| Instructions to follow |
Begin with the first line below and retype each line exactly through the line containing "the hangar building". Any pictures are to be left out.

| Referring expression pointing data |
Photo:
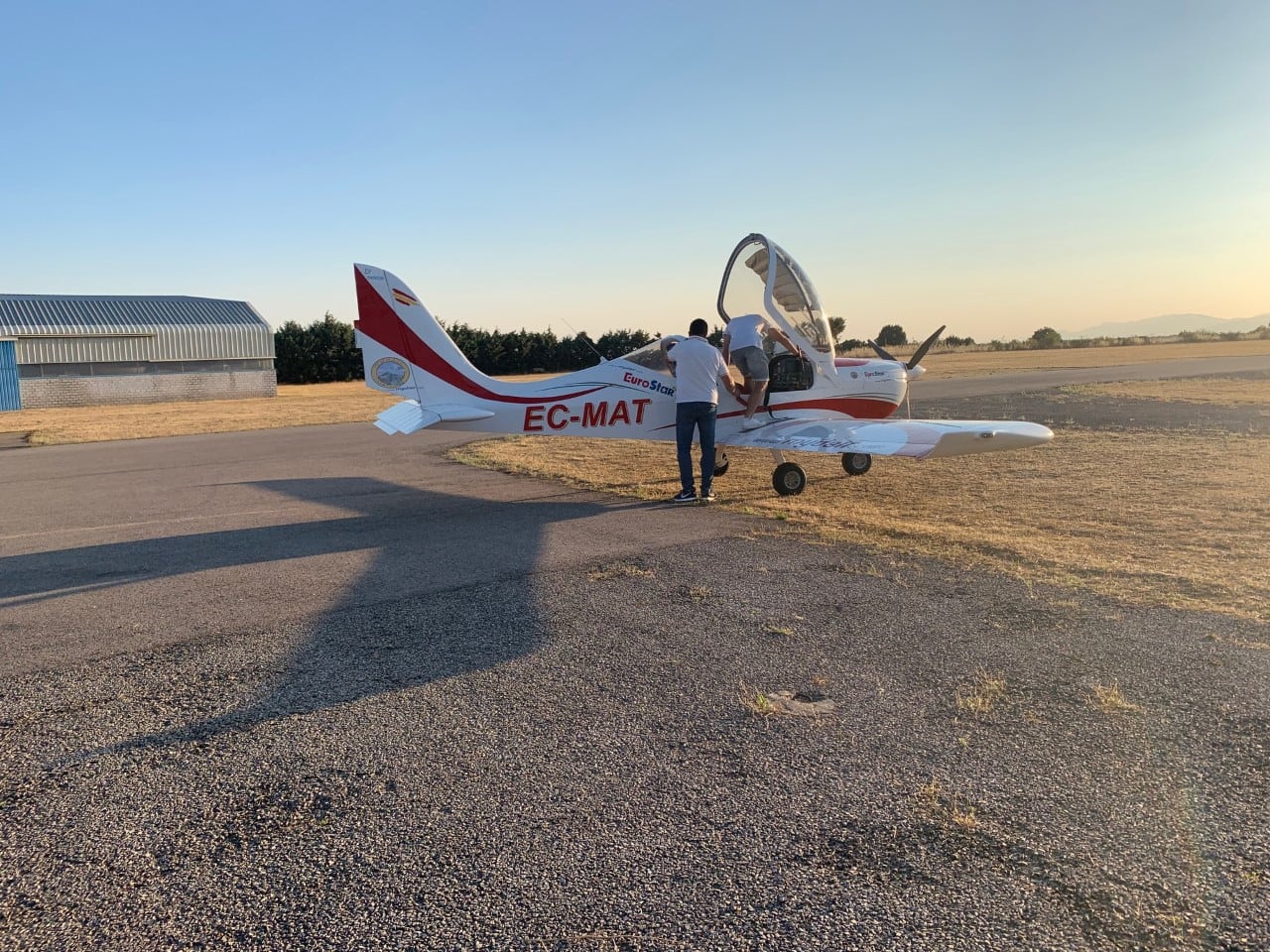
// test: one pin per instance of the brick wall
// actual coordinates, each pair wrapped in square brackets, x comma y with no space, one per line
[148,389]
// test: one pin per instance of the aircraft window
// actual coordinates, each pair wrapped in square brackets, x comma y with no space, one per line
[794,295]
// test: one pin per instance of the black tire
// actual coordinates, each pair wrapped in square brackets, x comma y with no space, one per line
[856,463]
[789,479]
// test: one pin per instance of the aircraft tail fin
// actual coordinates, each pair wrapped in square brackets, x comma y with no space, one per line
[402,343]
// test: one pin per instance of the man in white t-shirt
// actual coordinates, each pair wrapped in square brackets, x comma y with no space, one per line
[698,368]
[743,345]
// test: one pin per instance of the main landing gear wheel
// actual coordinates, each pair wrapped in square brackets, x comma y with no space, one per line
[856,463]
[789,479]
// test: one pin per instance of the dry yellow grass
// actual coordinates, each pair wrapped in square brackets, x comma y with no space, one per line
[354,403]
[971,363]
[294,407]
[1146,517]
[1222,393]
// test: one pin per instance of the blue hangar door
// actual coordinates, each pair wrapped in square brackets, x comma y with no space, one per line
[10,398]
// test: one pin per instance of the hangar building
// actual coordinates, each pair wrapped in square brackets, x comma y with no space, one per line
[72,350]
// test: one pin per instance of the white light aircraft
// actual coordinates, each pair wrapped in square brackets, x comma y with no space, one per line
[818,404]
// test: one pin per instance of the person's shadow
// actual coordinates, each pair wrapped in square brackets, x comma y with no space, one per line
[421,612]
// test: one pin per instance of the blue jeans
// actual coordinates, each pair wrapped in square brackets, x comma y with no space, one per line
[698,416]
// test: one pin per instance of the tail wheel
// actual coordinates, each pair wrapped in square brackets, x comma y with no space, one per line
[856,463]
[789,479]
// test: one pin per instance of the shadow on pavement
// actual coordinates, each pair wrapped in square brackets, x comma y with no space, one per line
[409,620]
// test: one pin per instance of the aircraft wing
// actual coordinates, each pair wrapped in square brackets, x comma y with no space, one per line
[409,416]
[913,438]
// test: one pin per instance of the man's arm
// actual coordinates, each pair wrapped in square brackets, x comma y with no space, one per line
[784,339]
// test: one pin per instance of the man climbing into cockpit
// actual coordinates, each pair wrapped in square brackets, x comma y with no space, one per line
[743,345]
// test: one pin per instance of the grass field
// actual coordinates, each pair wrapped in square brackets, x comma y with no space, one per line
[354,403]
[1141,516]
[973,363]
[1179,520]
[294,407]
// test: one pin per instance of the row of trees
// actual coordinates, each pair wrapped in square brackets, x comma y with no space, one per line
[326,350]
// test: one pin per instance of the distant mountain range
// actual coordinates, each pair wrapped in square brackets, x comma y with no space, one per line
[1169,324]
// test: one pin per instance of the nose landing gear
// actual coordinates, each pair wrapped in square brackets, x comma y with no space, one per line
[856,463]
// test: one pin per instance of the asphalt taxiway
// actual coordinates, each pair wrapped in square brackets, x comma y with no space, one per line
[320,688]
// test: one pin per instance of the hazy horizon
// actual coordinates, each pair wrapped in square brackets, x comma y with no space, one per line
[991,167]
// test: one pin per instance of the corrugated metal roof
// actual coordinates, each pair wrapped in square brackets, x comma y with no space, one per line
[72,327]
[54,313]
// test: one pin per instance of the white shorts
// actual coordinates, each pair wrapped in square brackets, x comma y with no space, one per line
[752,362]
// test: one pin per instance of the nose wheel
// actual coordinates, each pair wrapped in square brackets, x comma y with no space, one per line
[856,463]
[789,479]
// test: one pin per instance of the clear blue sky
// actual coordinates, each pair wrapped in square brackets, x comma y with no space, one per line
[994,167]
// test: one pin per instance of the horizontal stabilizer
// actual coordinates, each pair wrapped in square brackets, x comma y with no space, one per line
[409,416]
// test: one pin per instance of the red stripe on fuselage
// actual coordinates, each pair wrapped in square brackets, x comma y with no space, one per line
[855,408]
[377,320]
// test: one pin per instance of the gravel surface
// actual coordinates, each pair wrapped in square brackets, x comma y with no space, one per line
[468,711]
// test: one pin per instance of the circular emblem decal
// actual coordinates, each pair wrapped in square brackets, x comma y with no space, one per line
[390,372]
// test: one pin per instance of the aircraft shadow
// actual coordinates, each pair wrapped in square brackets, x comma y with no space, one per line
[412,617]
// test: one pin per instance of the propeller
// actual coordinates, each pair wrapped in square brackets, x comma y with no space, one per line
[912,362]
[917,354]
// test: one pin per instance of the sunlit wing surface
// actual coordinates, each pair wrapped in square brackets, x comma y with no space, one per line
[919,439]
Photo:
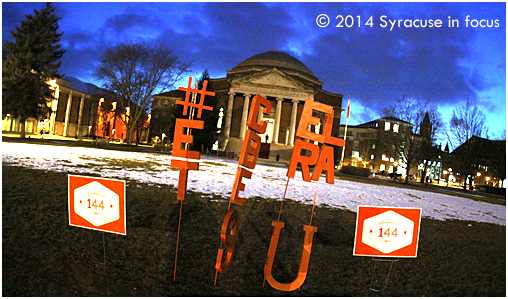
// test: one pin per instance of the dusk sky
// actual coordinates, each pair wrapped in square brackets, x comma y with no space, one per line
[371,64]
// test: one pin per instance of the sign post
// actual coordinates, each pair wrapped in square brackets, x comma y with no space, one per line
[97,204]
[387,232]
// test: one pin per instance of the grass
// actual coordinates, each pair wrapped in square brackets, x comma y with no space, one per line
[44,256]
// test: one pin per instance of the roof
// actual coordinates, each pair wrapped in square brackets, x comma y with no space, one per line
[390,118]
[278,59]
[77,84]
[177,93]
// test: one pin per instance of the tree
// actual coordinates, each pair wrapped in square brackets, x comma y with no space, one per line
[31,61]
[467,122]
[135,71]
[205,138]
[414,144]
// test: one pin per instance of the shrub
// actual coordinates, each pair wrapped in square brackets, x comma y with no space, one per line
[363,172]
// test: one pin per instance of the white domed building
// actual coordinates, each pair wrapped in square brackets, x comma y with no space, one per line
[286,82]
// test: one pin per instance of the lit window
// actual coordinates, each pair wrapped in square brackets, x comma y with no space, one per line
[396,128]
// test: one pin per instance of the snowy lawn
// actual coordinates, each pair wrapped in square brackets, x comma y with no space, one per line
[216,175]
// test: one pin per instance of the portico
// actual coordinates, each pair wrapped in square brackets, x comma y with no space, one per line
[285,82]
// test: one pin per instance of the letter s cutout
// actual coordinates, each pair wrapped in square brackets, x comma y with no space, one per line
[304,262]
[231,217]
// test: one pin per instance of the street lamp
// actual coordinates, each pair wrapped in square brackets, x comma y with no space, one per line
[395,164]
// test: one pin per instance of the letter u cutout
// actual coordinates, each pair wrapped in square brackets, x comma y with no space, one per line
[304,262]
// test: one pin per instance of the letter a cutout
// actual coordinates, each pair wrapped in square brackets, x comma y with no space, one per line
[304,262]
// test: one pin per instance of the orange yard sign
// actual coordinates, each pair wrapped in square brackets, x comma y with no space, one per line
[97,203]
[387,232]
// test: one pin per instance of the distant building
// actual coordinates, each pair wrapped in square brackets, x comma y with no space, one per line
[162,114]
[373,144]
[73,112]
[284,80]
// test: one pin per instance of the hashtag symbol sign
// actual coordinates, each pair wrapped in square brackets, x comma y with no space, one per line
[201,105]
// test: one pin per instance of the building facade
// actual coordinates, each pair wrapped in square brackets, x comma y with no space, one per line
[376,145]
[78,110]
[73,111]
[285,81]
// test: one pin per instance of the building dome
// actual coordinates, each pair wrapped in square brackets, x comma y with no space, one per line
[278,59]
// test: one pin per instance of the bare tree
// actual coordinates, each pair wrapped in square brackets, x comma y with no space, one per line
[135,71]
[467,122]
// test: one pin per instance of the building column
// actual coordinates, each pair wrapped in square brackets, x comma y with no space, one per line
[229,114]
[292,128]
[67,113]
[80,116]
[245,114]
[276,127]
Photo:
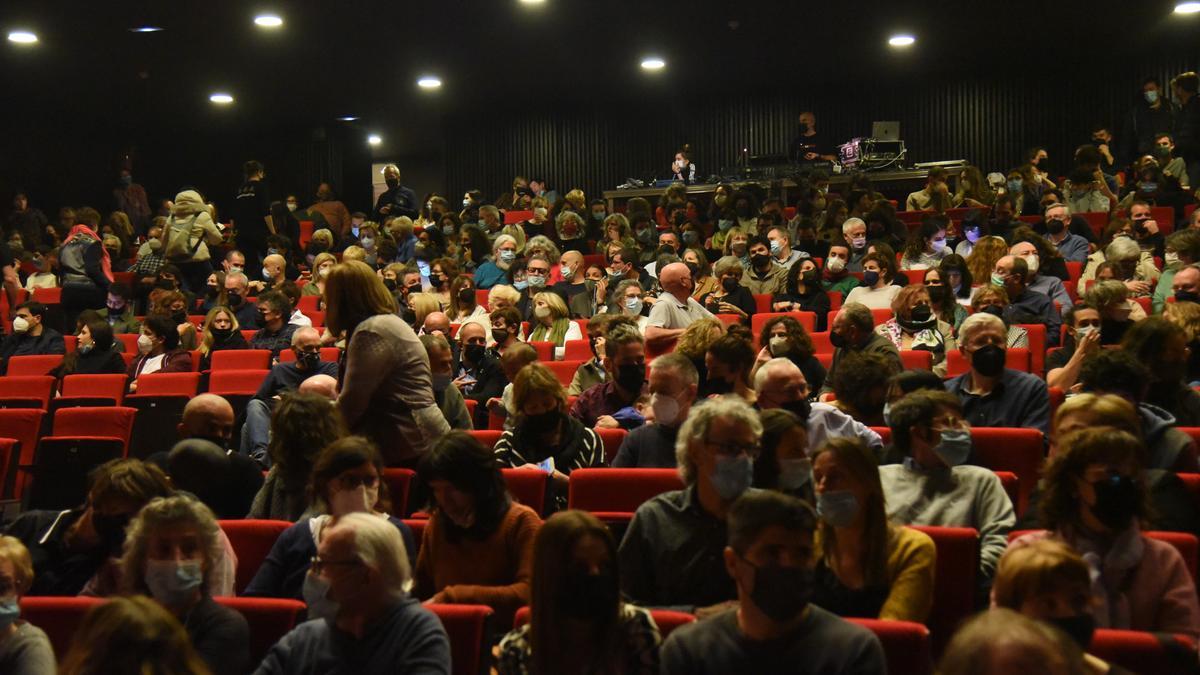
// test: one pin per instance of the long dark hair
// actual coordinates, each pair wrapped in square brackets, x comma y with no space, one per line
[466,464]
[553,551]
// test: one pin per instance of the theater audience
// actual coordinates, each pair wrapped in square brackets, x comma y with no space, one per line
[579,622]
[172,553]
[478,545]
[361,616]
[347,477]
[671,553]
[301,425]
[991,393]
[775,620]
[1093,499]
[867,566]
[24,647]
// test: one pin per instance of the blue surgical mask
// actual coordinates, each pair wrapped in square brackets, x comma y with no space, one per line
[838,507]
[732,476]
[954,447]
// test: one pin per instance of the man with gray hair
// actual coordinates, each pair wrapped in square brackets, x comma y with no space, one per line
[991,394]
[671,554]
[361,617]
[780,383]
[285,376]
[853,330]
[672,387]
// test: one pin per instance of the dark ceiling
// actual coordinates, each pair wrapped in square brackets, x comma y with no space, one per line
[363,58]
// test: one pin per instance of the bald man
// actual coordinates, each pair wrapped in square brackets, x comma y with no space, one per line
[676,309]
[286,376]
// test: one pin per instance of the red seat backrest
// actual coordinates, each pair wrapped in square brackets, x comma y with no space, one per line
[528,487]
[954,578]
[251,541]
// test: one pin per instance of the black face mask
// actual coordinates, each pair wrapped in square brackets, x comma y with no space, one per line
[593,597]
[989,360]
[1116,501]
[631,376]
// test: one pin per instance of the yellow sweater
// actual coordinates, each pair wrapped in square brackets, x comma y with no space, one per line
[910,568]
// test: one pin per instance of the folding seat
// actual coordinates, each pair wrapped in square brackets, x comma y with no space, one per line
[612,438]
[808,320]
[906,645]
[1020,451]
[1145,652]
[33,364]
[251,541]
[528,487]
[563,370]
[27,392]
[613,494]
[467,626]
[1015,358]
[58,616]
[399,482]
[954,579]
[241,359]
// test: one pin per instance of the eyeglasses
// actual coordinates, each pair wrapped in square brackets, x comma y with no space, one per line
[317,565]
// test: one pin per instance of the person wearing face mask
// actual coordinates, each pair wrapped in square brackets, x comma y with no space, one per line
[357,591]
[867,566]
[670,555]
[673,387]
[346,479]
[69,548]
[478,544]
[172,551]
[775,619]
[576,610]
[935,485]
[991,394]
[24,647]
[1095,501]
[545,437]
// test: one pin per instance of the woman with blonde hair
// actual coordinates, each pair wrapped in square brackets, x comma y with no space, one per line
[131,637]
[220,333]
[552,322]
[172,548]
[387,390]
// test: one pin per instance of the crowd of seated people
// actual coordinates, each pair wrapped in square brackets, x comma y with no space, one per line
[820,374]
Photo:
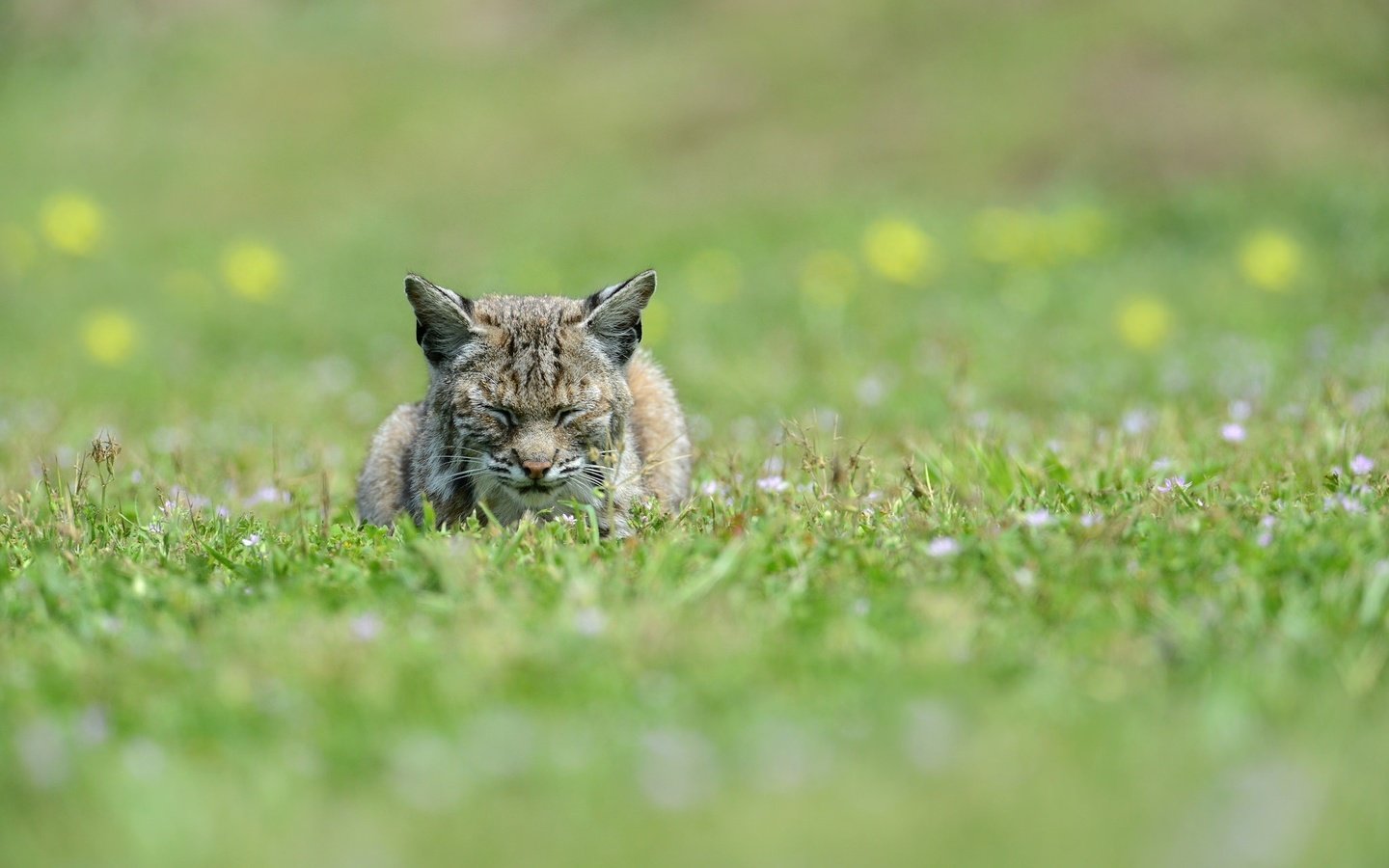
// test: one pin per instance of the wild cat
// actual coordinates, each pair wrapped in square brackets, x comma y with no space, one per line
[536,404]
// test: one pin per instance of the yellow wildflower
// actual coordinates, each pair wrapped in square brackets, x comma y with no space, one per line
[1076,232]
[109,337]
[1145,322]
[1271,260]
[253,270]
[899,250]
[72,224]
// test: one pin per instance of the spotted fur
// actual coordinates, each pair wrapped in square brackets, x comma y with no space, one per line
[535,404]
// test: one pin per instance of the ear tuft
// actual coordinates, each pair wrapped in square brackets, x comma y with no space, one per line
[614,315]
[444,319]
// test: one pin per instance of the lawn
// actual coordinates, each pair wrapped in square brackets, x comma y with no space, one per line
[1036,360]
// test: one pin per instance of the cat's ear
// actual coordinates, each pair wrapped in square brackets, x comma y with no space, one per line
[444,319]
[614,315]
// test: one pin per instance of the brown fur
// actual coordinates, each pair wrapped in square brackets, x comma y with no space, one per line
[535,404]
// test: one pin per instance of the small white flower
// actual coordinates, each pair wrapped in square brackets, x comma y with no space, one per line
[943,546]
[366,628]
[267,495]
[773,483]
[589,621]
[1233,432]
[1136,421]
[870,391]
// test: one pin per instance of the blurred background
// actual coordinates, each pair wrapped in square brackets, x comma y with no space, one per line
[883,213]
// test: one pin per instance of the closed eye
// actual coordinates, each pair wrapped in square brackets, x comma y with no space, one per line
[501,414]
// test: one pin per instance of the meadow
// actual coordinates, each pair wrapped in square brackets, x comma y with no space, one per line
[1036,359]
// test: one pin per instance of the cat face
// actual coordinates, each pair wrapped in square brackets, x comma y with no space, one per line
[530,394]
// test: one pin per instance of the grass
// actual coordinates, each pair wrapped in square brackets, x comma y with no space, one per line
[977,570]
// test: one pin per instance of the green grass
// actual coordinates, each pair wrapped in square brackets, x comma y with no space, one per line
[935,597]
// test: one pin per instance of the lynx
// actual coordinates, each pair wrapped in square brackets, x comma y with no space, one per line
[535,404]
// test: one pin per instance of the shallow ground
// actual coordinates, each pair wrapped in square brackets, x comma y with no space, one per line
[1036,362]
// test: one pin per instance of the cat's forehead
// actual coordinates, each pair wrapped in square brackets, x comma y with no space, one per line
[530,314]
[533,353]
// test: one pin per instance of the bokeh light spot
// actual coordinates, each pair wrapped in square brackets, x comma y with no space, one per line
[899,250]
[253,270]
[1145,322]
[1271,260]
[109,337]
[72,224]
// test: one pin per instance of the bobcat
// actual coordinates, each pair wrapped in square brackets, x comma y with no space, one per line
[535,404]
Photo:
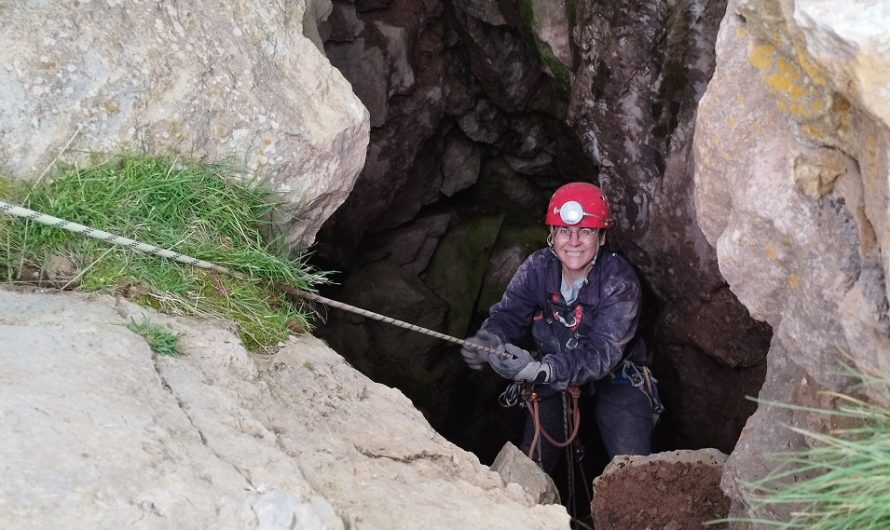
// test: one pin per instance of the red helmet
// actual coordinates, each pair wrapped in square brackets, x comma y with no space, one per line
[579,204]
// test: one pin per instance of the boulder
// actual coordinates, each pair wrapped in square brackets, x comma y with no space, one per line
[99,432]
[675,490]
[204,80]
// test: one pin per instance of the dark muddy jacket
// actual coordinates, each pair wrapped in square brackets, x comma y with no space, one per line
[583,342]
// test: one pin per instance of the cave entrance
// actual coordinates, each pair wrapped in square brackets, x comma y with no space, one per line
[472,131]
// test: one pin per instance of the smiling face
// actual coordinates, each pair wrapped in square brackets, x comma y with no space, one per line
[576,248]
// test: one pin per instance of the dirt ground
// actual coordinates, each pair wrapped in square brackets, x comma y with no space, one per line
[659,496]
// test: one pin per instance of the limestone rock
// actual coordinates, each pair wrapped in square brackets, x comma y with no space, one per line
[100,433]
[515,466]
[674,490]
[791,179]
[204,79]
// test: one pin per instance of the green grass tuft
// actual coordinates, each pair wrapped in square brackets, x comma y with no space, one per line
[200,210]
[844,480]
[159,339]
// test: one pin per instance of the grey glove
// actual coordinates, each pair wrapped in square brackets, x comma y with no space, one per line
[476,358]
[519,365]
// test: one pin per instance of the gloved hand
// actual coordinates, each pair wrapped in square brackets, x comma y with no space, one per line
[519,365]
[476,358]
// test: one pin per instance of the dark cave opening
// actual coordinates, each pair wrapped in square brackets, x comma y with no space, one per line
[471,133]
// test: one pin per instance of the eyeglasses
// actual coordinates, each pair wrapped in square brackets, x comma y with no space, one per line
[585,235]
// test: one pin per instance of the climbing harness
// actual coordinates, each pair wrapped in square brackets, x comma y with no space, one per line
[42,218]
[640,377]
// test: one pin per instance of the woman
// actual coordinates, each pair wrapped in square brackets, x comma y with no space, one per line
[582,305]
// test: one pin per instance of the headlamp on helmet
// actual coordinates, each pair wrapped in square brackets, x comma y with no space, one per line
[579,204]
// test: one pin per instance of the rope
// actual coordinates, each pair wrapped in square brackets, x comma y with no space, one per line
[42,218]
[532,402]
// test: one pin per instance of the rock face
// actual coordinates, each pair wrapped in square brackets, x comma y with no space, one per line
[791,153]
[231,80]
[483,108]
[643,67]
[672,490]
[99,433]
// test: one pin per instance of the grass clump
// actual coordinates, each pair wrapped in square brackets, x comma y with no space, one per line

| Completed exercise |
Photo:
// test: one pin per instance of the brick wall
// actual coordinates, each pair wrapped in square brackets, x comma y with no space, one per line
[148,389]
// test: one pin per instance of the aircraft window
// actual coordinates, each pair wrapped in square brackets, x comma y with no space, one per line
[794,295]
// test: one pin per instance of the black tire
// actual coordinates, each pair wrapped in square brackets, x comma y with no space, one per line
[856,463]
[789,479]
// test: one pin per instance of the aircraft tail fin
// actual coordinates, each pair wrapped in square brackets, x comma y with no space, one per line
[402,343]
// test: one pin per instance of the man in white t-shirt
// actual coordinates, each pair wrapped in square brackets, x comma y with no space, one per line
[698,368]
[743,345]
// test: one pin per instance of the main landing gear wheel
// actual coordinates, each pair wrapped in square brackets, x comma y with no space, one per line
[856,463]
[789,479]
// test: one pin per instance of the dry yellow grass
// actual coordinates, each pair wrapped in square brackets, x comma y with no space, one per line
[354,403]
[971,363]
[294,407]
[1146,517]
[1222,393]
// test: one pin per instance of the blue hangar door
// actual coordinates, each pair wrapped in square brackets, x comma y with no space, one per line
[10,398]
// test: one pin per instance of the hangar building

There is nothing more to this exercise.